*What is needed*.
List every line in the items below that contains the string "ankle", copying each such line in full.
# Start of Material shown
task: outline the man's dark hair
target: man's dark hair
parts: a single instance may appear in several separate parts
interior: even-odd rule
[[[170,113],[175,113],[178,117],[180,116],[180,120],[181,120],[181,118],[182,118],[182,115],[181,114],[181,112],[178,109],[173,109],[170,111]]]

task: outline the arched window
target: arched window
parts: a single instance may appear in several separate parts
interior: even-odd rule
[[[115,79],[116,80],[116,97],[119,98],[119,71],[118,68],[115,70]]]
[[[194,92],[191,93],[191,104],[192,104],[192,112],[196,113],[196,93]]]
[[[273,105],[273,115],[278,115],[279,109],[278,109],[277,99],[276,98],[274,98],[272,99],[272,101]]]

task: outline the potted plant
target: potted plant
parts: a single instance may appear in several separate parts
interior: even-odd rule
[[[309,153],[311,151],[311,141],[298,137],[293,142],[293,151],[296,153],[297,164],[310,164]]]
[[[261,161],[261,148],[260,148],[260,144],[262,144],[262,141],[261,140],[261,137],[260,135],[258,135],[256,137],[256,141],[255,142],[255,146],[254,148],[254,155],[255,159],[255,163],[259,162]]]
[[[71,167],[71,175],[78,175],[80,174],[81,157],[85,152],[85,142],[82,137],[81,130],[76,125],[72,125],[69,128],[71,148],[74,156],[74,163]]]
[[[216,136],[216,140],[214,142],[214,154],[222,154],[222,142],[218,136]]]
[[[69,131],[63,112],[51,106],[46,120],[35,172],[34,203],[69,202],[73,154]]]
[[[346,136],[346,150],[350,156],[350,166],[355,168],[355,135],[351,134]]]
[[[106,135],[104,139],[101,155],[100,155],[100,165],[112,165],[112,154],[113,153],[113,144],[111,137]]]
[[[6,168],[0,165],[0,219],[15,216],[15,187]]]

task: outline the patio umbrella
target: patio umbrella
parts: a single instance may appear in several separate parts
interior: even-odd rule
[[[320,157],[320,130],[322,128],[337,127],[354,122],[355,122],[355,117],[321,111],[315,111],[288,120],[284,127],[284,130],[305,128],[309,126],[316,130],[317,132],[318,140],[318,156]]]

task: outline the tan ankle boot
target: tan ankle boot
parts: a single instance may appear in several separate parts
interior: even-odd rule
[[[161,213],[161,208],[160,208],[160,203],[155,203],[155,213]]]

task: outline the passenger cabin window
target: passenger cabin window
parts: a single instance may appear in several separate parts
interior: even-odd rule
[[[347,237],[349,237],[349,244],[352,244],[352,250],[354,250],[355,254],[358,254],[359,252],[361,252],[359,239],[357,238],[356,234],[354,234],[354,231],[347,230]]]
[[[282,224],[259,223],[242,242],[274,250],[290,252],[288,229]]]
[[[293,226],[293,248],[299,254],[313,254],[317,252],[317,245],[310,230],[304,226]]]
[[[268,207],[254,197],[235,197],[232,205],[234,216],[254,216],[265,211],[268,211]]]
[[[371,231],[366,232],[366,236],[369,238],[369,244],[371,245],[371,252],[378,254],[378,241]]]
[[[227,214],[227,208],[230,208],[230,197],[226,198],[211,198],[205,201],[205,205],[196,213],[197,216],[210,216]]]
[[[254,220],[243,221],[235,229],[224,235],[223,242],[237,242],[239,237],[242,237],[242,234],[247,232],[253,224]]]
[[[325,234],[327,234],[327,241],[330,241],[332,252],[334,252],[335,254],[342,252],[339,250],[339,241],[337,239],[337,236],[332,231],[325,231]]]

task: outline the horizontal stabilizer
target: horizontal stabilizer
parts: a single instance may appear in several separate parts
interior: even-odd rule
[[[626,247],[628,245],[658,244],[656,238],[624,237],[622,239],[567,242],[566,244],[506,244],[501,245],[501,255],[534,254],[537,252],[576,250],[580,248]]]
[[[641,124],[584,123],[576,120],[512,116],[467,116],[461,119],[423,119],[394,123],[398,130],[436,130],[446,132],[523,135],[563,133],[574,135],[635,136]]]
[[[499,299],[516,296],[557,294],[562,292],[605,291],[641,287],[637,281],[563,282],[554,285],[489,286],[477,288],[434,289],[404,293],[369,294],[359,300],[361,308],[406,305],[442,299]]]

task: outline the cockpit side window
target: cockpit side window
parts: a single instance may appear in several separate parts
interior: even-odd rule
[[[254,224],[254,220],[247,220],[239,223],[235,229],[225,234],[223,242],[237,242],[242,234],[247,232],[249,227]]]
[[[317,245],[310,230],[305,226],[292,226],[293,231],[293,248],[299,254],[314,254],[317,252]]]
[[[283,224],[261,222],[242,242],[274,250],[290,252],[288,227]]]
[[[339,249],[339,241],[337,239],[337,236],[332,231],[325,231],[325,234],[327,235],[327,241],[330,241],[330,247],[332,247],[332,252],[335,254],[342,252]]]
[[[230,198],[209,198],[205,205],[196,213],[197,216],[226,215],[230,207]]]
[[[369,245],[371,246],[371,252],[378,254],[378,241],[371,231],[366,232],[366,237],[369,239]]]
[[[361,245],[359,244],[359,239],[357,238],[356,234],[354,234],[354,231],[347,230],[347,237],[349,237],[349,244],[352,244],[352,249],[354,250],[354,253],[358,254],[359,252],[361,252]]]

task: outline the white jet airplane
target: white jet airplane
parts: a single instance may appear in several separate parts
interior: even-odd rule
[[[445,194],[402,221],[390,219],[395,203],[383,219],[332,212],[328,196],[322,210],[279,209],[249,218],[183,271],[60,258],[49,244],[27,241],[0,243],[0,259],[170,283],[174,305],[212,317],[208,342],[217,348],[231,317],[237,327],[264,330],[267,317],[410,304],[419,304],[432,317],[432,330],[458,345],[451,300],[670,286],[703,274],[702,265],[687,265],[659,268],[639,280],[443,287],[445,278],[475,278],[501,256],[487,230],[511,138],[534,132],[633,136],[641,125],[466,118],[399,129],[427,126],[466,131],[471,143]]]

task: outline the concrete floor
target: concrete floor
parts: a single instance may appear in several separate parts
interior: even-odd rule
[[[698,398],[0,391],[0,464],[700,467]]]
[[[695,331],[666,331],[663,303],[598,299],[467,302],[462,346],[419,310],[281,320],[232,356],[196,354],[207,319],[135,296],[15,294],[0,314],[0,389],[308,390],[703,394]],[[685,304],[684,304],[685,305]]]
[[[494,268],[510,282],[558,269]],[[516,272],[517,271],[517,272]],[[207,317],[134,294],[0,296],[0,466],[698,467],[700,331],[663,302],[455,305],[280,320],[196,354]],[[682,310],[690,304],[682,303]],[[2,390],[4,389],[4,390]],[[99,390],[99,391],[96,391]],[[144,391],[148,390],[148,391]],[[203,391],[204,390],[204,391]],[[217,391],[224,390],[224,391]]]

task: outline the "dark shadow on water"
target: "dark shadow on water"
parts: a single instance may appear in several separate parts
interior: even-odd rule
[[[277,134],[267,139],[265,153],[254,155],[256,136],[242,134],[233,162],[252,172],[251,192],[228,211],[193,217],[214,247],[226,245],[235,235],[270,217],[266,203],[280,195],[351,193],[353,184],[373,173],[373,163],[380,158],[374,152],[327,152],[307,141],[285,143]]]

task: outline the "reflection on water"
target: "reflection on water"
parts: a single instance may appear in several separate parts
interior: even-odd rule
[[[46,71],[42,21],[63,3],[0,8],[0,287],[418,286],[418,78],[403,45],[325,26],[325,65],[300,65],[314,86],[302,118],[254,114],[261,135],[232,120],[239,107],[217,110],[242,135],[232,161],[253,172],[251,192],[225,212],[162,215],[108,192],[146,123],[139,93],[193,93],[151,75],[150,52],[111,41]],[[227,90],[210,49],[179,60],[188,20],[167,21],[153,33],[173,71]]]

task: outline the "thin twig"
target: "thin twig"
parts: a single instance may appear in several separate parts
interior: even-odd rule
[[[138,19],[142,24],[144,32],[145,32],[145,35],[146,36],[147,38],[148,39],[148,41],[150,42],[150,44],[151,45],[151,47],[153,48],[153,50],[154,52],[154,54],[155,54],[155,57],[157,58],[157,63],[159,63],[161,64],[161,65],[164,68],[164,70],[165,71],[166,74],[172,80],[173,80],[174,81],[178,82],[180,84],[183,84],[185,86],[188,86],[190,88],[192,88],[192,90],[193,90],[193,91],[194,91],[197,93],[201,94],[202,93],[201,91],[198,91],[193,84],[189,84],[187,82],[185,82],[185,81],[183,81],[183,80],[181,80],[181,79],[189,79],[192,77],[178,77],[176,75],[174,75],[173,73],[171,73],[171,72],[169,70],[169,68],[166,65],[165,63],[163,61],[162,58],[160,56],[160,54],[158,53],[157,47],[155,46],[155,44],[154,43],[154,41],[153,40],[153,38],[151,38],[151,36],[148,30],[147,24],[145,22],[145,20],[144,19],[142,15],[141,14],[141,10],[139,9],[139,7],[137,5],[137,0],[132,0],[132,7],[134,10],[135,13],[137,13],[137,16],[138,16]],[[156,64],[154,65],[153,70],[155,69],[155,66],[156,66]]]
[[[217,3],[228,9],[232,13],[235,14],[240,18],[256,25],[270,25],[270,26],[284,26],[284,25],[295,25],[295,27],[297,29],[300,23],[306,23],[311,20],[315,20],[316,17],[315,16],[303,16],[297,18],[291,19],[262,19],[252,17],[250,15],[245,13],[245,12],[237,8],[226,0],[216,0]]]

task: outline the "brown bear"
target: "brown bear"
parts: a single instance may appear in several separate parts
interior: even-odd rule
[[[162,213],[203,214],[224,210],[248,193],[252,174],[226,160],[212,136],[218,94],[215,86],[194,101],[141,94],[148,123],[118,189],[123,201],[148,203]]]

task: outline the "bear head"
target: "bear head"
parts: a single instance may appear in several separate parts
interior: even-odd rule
# End of Material shown
*Correct output*.
task: outline the tan ankle boot
target: tan ankle boot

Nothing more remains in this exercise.